Format all of the data below as a numbered list of its lines, omitting any blank lines. Exclude the pictures from your answer.

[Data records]
┏━━
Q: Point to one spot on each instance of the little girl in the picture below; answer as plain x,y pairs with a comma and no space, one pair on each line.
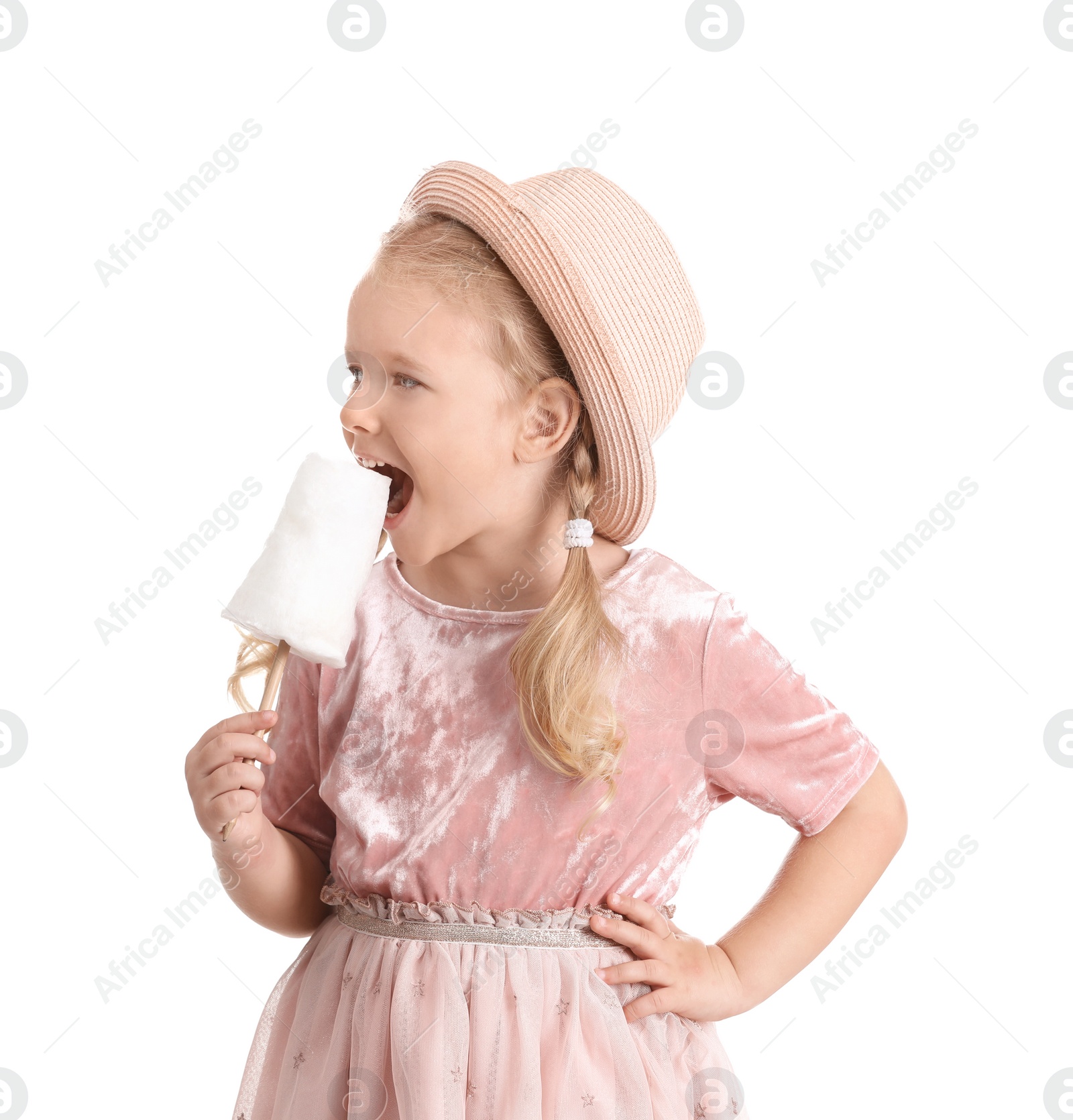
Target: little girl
481,820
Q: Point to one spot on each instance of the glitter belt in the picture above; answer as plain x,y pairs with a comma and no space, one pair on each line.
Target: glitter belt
467,931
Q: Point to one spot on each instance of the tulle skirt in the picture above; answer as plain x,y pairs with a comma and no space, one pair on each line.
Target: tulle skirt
379,1027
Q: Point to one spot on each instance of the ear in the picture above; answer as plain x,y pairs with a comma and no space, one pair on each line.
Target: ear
550,414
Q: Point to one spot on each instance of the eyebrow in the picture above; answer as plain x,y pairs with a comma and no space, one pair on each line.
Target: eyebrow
392,357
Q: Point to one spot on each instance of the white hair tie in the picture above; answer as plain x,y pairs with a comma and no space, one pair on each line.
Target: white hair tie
579,533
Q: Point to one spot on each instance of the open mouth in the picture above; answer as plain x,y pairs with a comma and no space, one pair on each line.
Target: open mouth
401,484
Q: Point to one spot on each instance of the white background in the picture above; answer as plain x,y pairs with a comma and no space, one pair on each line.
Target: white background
921,363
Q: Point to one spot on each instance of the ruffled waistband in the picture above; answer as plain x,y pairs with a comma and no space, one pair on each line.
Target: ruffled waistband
398,911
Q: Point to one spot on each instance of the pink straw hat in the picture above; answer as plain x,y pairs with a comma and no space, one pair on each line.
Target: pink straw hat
612,288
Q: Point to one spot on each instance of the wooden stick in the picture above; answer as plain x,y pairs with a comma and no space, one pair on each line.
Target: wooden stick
272,688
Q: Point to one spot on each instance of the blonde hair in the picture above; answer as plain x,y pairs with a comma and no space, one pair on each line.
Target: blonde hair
563,658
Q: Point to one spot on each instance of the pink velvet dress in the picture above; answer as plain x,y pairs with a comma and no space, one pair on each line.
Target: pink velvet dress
407,772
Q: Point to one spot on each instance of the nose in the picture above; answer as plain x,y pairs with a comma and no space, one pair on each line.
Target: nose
362,411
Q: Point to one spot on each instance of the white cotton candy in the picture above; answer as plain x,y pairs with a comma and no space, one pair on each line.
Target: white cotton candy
304,587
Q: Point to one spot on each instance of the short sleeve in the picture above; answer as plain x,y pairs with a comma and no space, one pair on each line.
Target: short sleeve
292,793
770,737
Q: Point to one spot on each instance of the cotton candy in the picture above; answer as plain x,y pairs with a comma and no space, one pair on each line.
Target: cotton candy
305,586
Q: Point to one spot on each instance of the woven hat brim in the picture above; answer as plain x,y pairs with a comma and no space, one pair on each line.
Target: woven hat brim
513,225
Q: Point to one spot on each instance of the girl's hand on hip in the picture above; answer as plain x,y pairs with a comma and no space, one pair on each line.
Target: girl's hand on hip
687,977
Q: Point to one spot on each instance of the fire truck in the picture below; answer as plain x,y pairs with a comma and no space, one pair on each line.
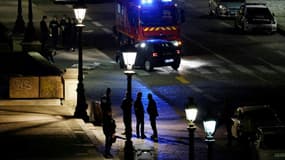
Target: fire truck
138,20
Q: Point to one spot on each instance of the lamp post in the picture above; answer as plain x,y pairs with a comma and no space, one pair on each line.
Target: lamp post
81,106
19,24
191,114
30,30
129,59
209,127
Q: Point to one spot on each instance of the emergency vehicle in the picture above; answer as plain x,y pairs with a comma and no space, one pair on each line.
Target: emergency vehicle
138,20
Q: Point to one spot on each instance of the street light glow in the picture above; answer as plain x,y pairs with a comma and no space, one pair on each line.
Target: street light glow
191,114
209,127
79,11
129,59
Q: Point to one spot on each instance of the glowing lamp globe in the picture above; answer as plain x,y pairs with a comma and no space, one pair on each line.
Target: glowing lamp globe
191,114
129,59
79,11
209,127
┗━━
> The response
1. Q: Point to one spot on each instance of the little girl in the picture below; answer as plain x,y pairs with a comma and no space, one pair on each line.
2. Target: little girl
3. 481,820
4. Q: Point to one spot on each instance of the glitter belt in the picture above; answer as plain x,y pairs with a comma and no space, one pair on each line.
5. Target: glitter belt
6. 467,931
7. Q: Point to one spot on each instance of the tulle skirt in the picture above; answer as plain x,y pairs with a comma and no space, one pair on each line.
8. Target: tulle skirt
9. 379,1027
10. Q: Point to one spot on each instance of the ear in the picture above; answer as plain x,y pairs with a comma and no space, one pair on each line.
11. Target: ear
12. 550,414
13. Q: Point to one spot on each instance of the eyebrow in the picture above; answer as plain x,y pairs with a comma and no space, one pair on each line.
14. Target: eyebrow
15. 392,357
16. Q: Point to one spot on each instance of the white hair tie in the picture above; answer as plain x,y pairs with a comma and no space, one pair on each line.
17. Target: white hair tie
18. 579,533
19. Q: Point to one spot on each instance of the open mouth in the picture above; answer as plain x,y pairs with a comma and no space, one pair on each line.
20. Target: open mouth
21. 401,484
22. Q: Point to one spot on each instance of the white background in the picture above; answer as plain x,y pairs with a comma and no space, one pair on each line.
23. Target: white background
24. 921,363
25. Q: Point to one spot on each instance of the ruffled waistband in the picture above; answer as plain x,y pairs with a comma and no space, one pair on each line.
26. Target: ruffled waistband
27. 398,911
28. Q: Point to one spot on each instance of the pink straw hat in the picture above; answer as plain x,y pairs with a comma and no space, one pair on each line.
29. Target: pink straw hat
30. 612,288
31. Q: Point to one spot on each instance of the wooden stick in the picture above; answer as plain x,y pairs with a comma and no space, one pair on each line.
32. Target: wooden stick
33. 272,688
34. Q: Point to one spot on each instance of the blonde hair in the picture above; answer as plain x,y pairs with a comma and no space, one pair on each line.
35. Target: blonde hair
36. 563,658
37. Q: Point to one spot on each instance of the pink velvet dress in the picture above; answer as plain x,y pairs with a comma and no space, one pair on each line.
38. Target: pink velvet dress
39. 407,772
40. Q: Point to one spot on each instance of the nose in the picture above; answer as plain x,y pairs with a comma and no space, one pair on each line.
41. Target: nose
42. 362,411
43. Q: Point to one spot on each instance of the white cotton candy in the picture above; answer as plain x,y pairs with a comma and no space, one pair on each line.
44. Target: white cotton candy
45. 304,587
46. Q: Point to one spot on each instance of the short sleeve in the picture above; answer as plain x,y pairs with a comma and no space, one pair on each line.
47. Target: short sleeve
48. 292,793
49. 770,737
50. Q: Point to one spot on each instance of the cotton candy in the picture above; answer as plain x,y pairs with a comma and no space, one pair on each line.
51. Target: cotton candy
52. 305,586
53. Q: Point to one spot on each instance of the woven hat brim in the picture above; answer as plain x,y pairs with a comma and no space, one pair on each line.
54. Target: woven hat brim
55. 513,225
56. Q: Point to one spot on each instance of the girl's hand on hip in the picture above; answer as plain x,y pairs with a comma and no space, one pair on each line.
57. Target: girl's hand on hip
58. 687,977
59. Q: Point to one spot on each instance of the fire truck in the picture below; answer as plain x,y pairs with a comma and no space, one pair on each line.
60. Target: fire truck
61. 138,20
62. Q: Point to one spot on each instance of the lamp post in the picture above; answer as plain x,y pairs with a comma and no space, one pair on each line.
63. Target: lamp post
64. 81,106
65. 19,24
66. 191,114
67. 30,30
68. 129,59
69. 209,127
70. Q: Point to one spot on each instance of the emergency vehicle in the picture above; answer as plain x,y pairs with a comma and no space, one pair on each line.
71. Target: emergency vehicle
72. 138,20
73. Q: Point to one spot on each instance of the street light glow in the picture above; answer as plain x,y pairs with a comma and no space, one pair on each line.
74. Target: street light glow
75. 191,114
76. 209,127
77. 79,11
78. 129,59
79. Q: Point to one spot on each instance of the glowing lamp globe in the picture above; answer as plain x,y pairs with a comma and no space, one pair on each line.
80. Target: glowing lamp globe
81. 191,114
82. 129,59
83. 79,11
84. 209,127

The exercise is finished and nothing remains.